■ Task to carry out
Repeat, character for character, the lines of the material from the line containing "of the galleria" through the end of the material, inclusive.

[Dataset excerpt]
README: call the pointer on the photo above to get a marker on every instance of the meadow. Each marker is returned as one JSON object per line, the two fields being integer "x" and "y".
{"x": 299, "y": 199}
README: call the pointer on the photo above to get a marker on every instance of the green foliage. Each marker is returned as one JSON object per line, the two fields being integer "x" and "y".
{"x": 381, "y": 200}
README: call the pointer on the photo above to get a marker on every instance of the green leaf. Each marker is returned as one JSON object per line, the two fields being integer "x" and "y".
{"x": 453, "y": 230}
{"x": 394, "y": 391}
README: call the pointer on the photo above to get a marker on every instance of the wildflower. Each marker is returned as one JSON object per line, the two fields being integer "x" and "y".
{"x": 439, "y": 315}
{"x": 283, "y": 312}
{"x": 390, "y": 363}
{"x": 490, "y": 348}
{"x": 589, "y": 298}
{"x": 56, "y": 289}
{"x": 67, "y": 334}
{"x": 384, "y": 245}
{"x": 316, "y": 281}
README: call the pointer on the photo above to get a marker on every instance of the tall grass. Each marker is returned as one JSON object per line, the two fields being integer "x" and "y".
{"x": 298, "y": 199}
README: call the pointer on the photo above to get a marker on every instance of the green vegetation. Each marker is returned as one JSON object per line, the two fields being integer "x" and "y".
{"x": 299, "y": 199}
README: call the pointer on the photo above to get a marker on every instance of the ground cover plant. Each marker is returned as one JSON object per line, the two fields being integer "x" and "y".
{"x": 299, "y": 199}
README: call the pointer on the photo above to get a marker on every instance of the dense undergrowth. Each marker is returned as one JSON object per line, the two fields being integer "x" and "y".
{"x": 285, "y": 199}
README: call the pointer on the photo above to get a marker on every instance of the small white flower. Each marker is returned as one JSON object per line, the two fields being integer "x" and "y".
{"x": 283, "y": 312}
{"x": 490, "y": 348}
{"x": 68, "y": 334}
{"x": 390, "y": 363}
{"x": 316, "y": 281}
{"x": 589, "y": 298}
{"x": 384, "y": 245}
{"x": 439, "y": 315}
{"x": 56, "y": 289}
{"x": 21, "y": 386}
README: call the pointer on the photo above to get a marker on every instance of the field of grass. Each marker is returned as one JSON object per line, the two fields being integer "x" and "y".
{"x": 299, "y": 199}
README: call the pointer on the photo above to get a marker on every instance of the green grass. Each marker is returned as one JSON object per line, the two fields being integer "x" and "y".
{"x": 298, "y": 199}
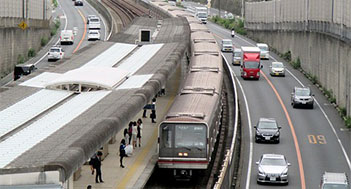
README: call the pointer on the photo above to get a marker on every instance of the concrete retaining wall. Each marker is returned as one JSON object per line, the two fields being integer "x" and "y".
{"x": 321, "y": 55}
{"x": 16, "y": 42}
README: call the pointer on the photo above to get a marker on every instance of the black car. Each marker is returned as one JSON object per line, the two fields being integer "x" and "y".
{"x": 267, "y": 130}
{"x": 302, "y": 96}
{"x": 78, "y": 3}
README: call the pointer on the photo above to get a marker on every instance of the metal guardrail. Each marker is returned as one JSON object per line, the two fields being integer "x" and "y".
{"x": 225, "y": 174}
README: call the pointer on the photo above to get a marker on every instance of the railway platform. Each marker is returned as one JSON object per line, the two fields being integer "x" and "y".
{"x": 139, "y": 166}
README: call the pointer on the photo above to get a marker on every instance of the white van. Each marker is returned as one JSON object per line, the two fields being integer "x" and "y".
{"x": 67, "y": 37}
{"x": 264, "y": 50}
{"x": 94, "y": 23}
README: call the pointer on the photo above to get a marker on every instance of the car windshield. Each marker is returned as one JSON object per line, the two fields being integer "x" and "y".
{"x": 267, "y": 125}
{"x": 251, "y": 64}
{"x": 273, "y": 162}
{"x": 202, "y": 15}
{"x": 302, "y": 92}
{"x": 94, "y": 20}
{"x": 277, "y": 65}
{"x": 335, "y": 186}
{"x": 263, "y": 48}
{"x": 227, "y": 43}
{"x": 190, "y": 136}
{"x": 237, "y": 54}
{"x": 54, "y": 50}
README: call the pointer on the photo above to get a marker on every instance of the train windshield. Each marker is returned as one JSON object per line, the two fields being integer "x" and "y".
{"x": 252, "y": 64}
{"x": 190, "y": 136}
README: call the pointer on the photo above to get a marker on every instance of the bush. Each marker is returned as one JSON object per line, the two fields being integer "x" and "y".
{"x": 55, "y": 3}
{"x": 31, "y": 53}
{"x": 343, "y": 111}
{"x": 20, "y": 59}
{"x": 44, "y": 41}
{"x": 348, "y": 122}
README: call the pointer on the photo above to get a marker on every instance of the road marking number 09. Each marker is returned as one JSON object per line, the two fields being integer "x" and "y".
{"x": 317, "y": 139}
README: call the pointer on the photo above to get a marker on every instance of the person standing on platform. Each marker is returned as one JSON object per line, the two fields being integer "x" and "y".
{"x": 97, "y": 166}
{"x": 140, "y": 129}
{"x": 122, "y": 152}
{"x": 134, "y": 134}
{"x": 130, "y": 131}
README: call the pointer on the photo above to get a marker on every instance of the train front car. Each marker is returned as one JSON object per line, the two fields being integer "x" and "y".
{"x": 188, "y": 134}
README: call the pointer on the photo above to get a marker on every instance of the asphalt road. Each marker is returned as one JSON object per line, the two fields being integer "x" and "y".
{"x": 317, "y": 142}
{"x": 71, "y": 17}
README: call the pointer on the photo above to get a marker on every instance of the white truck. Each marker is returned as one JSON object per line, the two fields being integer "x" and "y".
{"x": 201, "y": 14}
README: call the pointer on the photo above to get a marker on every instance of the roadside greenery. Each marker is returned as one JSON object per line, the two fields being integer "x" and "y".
{"x": 235, "y": 23}
{"x": 31, "y": 53}
{"x": 56, "y": 26}
{"x": 55, "y": 3}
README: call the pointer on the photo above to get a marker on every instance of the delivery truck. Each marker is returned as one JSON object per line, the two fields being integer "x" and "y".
{"x": 250, "y": 65}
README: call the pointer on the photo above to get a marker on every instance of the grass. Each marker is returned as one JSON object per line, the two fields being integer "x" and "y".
{"x": 237, "y": 24}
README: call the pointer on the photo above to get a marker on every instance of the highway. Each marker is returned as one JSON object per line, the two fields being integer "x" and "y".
{"x": 313, "y": 129}
{"x": 72, "y": 17}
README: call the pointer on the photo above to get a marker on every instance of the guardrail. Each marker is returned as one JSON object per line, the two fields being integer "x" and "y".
{"x": 325, "y": 16}
{"x": 26, "y": 9}
{"x": 228, "y": 166}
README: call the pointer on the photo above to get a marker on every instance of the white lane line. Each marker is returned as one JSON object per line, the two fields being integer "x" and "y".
{"x": 102, "y": 18}
{"x": 250, "y": 133}
{"x": 326, "y": 117}
{"x": 64, "y": 13}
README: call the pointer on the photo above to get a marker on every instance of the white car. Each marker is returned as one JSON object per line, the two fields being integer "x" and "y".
{"x": 272, "y": 168}
{"x": 93, "y": 35}
{"x": 90, "y": 17}
{"x": 264, "y": 50}
{"x": 55, "y": 53}
{"x": 277, "y": 69}
{"x": 67, "y": 37}
{"x": 227, "y": 45}
{"x": 94, "y": 23}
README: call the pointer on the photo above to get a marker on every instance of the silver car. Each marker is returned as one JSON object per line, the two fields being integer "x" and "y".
{"x": 302, "y": 96}
{"x": 277, "y": 69}
{"x": 272, "y": 168}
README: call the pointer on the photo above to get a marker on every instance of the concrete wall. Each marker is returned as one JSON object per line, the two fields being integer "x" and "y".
{"x": 15, "y": 41}
{"x": 321, "y": 55}
{"x": 33, "y": 9}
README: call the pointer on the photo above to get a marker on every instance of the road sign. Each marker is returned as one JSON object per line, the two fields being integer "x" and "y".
{"x": 23, "y": 25}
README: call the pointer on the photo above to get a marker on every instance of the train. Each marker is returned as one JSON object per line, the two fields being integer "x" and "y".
{"x": 188, "y": 133}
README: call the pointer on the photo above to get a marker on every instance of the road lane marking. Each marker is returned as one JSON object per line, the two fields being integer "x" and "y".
{"x": 85, "y": 31}
{"x": 65, "y": 17}
{"x": 131, "y": 172}
{"x": 296, "y": 142}
{"x": 314, "y": 139}
{"x": 327, "y": 118}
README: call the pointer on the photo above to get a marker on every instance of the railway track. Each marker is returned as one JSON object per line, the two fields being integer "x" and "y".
{"x": 127, "y": 11}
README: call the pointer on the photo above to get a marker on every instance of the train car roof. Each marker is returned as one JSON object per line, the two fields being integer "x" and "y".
{"x": 206, "y": 61}
{"x": 198, "y": 27}
{"x": 201, "y": 36}
{"x": 192, "y": 107}
{"x": 205, "y": 48}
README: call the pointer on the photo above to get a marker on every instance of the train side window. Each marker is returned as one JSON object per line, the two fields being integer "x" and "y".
{"x": 166, "y": 137}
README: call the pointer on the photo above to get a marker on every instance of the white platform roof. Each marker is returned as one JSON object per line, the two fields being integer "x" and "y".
{"x": 99, "y": 77}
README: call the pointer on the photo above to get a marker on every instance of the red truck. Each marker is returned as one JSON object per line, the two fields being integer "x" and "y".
{"x": 250, "y": 63}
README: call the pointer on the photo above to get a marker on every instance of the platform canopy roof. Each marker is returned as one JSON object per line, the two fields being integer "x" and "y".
{"x": 94, "y": 77}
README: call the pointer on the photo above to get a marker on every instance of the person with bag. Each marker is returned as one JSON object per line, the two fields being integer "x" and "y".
{"x": 140, "y": 129}
{"x": 122, "y": 152}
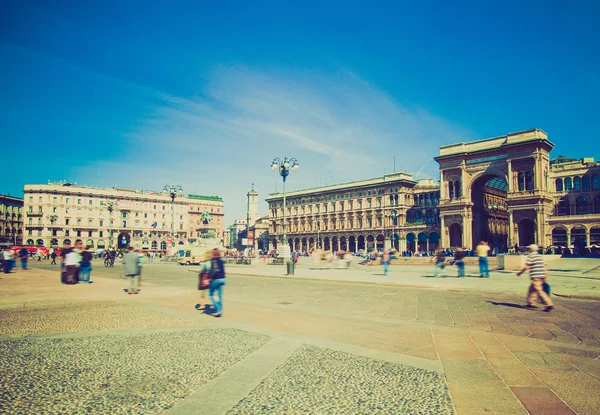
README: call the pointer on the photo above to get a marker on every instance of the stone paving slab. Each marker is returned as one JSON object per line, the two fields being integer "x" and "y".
{"x": 76, "y": 316}
{"x": 115, "y": 374}
{"x": 321, "y": 381}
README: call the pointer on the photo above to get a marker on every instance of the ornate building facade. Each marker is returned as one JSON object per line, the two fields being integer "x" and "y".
{"x": 101, "y": 218}
{"x": 508, "y": 191}
{"x": 364, "y": 215}
{"x": 11, "y": 220}
{"x": 205, "y": 217}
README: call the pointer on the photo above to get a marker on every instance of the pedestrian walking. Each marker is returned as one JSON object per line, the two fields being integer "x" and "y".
{"x": 9, "y": 260}
{"x": 385, "y": 260}
{"x": 141, "y": 257}
{"x": 539, "y": 276}
{"x": 482, "y": 252}
{"x": 86, "y": 265}
{"x": 440, "y": 266}
{"x": 204, "y": 280}
{"x": 131, "y": 269}
{"x": 24, "y": 256}
{"x": 66, "y": 249}
{"x": 72, "y": 264}
{"x": 217, "y": 282}
{"x": 459, "y": 257}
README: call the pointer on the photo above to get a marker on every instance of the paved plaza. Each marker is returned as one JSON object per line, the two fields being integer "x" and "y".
{"x": 325, "y": 341}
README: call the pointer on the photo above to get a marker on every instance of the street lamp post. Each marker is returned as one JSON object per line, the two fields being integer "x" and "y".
{"x": 284, "y": 167}
{"x": 173, "y": 190}
{"x": 110, "y": 206}
{"x": 393, "y": 214}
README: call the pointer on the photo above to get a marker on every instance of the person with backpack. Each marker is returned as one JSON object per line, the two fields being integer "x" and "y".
{"x": 217, "y": 282}
{"x": 204, "y": 280}
{"x": 440, "y": 263}
{"x": 538, "y": 272}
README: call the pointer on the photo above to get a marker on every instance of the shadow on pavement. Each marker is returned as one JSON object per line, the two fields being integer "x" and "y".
{"x": 513, "y": 305}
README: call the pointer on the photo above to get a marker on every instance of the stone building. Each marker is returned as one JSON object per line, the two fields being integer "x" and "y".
{"x": 508, "y": 191}
{"x": 11, "y": 220}
{"x": 57, "y": 212}
{"x": 362, "y": 215}
{"x": 205, "y": 217}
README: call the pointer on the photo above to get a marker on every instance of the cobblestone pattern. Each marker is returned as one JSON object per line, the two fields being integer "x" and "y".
{"x": 322, "y": 381}
{"x": 75, "y": 316}
{"x": 572, "y": 321}
{"x": 137, "y": 374}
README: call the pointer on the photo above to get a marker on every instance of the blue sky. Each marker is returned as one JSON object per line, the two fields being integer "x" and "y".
{"x": 204, "y": 94}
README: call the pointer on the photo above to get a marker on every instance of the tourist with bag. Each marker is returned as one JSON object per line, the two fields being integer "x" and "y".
{"x": 440, "y": 264}
{"x": 204, "y": 280}
{"x": 538, "y": 272}
{"x": 217, "y": 282}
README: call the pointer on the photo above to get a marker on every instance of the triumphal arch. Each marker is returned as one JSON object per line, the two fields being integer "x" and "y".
{"x": 496, "y": 190}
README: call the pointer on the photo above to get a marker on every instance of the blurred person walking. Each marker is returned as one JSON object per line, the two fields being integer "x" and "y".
{"x": 204, "y": 280}
{"x": 72, "y": 264}
{"x": 539, "y": 276}
{"x": 482, "y": 252}
{"x": 131, "y": 269}
{"x": 24, "y": 256}
{"x": 385, "y": 260}
{"x": 86, "y": 265}
{"x": 217, "y": 277}
{"x": 459, "y": 257}
{"x": 439, "y": 257}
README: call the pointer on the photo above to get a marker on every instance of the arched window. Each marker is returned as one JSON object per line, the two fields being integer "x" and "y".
{"x": 559, "y": 185}
{"x": 582, "y": 206}
{"x": 563, "y": 207}
{"x": 568, "y": 184}
{"x": 521, "y": 181}
{"x": 457, "y": 192}
{"x": 586, "y": 182}
{"x": 528, "y": 181}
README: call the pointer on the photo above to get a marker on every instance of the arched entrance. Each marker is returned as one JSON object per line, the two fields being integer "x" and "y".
{"x": 490, "y": 211}
{"x": 361, "y": 243}
{"x": 123, "y": 240}
{"x": 370, "y": 243}
{"x": 410, "y": 242}
{"x": 455, "y": 232}
{"x": 352, "y": 244}
{"x": 434, "y": 241}
{"x": 559, "y": 237}
{"x": 526, "y": 232}
{"x": 380, "y": 242}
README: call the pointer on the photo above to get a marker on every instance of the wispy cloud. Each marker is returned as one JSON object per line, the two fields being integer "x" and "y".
{"x": 223, "y": 138}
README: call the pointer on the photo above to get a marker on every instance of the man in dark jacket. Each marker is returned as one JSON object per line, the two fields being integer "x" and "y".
{"x": 131, "y": 269}
{"x": 217, "y": 277}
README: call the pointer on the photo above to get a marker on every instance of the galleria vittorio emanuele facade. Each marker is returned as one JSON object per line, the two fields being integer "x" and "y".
{"x": 506, "y": 190}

■ Output of the task
README: call the pointer on the photo above to get a marker on every instance of the galleria vittorio emanuele facade. Each marker is returned as one JSON object per line, the two fields being integer "x" and "y".
{"x": 506, "y": 190}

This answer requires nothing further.